Saved entries >>
=-=-=

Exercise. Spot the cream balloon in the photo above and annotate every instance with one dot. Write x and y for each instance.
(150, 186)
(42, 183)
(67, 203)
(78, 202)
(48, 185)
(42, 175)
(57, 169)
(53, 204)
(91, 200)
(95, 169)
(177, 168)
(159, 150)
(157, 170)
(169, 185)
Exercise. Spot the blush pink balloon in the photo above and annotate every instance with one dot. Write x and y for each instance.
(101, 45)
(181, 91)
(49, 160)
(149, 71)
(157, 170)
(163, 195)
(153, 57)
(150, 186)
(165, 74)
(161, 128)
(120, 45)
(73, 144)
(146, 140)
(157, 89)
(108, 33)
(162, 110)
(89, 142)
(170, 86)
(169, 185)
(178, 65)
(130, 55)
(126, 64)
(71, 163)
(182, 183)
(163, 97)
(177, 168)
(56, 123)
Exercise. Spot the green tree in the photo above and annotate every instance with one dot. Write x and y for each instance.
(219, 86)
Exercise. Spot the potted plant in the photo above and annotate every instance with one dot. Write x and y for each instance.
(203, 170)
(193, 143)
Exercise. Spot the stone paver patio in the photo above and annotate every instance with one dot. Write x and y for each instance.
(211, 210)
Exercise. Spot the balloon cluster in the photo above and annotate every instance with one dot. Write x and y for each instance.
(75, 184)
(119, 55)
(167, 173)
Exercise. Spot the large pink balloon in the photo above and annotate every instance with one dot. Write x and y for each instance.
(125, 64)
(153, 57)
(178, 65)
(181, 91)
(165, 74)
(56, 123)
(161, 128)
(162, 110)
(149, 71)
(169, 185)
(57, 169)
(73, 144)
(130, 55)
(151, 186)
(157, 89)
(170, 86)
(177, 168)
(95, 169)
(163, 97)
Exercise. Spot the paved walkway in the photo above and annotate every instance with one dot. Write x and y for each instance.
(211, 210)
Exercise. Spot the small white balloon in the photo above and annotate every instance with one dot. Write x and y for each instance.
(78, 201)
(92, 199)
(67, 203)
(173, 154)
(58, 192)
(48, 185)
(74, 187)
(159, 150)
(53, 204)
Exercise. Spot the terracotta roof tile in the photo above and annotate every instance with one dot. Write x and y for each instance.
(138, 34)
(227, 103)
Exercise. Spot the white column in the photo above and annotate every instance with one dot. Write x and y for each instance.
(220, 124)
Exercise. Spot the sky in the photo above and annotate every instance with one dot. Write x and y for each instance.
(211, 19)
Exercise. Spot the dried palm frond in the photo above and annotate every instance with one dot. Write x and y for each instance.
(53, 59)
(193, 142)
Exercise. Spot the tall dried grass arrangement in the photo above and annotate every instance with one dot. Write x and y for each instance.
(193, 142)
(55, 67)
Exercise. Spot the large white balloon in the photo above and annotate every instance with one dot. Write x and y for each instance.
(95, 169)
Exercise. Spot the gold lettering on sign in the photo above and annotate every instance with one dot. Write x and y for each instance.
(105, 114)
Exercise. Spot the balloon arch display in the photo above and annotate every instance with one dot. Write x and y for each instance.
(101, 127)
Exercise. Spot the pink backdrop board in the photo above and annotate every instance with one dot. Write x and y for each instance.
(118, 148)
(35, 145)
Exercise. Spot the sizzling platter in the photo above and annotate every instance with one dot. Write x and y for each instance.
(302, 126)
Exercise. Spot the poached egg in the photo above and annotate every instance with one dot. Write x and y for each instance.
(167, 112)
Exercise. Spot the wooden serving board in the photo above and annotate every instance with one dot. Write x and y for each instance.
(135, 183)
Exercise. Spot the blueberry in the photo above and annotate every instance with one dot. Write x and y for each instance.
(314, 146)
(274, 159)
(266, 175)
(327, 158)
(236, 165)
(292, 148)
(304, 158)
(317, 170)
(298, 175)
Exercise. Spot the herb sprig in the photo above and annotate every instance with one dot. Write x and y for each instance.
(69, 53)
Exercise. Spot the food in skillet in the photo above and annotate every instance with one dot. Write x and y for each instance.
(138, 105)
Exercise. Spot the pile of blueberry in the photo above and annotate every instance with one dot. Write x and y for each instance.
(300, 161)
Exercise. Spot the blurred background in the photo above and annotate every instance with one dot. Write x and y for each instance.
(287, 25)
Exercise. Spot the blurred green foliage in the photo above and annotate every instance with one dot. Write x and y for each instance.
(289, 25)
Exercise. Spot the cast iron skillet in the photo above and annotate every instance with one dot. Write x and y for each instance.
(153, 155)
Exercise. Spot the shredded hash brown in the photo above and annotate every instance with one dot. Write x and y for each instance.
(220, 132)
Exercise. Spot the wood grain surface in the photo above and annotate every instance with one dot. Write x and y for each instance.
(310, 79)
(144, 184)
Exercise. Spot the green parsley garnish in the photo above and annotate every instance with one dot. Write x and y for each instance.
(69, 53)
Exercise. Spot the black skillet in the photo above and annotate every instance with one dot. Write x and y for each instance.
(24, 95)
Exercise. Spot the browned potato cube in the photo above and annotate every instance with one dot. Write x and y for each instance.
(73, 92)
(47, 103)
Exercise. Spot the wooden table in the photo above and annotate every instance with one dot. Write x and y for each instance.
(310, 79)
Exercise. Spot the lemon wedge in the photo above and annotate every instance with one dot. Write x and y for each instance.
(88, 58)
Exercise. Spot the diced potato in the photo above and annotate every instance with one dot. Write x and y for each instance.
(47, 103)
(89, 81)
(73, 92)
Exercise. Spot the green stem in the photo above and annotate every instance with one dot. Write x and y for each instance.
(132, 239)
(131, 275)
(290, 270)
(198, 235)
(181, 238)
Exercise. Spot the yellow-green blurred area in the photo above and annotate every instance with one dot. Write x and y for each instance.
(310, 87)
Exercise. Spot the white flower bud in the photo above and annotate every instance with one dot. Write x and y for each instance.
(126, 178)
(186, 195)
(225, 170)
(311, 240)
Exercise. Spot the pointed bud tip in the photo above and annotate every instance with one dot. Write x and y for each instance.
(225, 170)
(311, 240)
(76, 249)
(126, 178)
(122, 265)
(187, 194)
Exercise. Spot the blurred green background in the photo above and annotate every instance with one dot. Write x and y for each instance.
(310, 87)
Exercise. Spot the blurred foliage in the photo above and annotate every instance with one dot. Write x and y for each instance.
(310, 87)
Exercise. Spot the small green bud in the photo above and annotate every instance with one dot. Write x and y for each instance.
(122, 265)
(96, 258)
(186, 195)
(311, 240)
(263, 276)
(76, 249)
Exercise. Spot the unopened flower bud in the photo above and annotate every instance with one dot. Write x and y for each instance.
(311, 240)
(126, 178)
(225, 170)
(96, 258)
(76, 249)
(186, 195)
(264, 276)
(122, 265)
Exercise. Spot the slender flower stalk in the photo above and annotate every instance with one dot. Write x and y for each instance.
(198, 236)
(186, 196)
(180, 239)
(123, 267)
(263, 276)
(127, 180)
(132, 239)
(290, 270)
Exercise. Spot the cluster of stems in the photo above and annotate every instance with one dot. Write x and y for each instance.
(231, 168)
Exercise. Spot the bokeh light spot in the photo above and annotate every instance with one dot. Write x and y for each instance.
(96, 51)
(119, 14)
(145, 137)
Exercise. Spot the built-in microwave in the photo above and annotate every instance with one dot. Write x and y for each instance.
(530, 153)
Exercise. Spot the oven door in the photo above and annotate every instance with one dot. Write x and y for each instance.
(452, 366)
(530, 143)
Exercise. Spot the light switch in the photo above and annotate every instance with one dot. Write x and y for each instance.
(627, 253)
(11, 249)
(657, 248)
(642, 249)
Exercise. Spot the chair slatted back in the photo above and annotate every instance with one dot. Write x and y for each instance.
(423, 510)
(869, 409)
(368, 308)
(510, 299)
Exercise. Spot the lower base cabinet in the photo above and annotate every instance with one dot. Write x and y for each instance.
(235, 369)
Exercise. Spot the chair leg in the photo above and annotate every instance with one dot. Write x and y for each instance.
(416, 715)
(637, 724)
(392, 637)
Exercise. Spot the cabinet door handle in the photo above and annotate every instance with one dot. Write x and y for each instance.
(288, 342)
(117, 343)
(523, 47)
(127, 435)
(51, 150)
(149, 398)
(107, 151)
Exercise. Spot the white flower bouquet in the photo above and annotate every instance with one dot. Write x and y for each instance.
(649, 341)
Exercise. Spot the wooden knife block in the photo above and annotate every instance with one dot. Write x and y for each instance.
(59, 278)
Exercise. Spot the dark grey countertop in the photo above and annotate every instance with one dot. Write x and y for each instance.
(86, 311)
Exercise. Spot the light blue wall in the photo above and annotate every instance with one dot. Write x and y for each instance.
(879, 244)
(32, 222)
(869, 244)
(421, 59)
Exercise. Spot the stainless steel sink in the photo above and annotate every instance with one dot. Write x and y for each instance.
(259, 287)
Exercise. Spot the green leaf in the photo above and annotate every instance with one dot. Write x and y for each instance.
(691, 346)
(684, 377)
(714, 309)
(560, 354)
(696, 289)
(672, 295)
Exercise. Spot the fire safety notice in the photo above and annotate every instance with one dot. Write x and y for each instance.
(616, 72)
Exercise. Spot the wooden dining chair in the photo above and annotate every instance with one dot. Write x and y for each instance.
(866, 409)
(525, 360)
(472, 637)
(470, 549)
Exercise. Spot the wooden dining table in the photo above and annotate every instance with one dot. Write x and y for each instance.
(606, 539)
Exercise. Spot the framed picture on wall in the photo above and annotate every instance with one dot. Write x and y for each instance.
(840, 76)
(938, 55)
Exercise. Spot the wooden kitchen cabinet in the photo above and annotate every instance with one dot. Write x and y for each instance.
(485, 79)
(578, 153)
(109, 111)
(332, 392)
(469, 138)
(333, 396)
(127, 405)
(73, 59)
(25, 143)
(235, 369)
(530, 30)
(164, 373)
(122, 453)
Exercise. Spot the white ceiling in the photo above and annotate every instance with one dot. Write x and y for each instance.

=-=-=

PROBLEM TO SOLVE >>
Copy word for word the lines of the data that begin with the line containing "Exercise. Spot the wooden dining table" and continue through the end of the data.

SOLUTION FOR THIS PROBLEM >>
Exercise. Spot the wooden dining table in the photo above and annotate every instance with one dot. Write x and y for each instance.
(606, 539)
Exercise. Spot the framed picture on wall in the photo above and annotate every instance with one dot. Write x and y for each instance.
(840, 76)
(938, 55)
Exercise. Spot the wooden kitchen cabinet in the photo above and annotate every instance with one dot. Write x and y for each instance.
(485, 79)
(578, 153)
(109, 111)
(332, 392)
(469, 138)
(333, 396)
(127, 405)
(73, 59)
(25, 143)
(235, 369)
(530, 30)
(164, 373)
(122, 453)
Exercise. Spot the white ceiling in the photo above and annotate every instance with one dot. Write x and y for each instance.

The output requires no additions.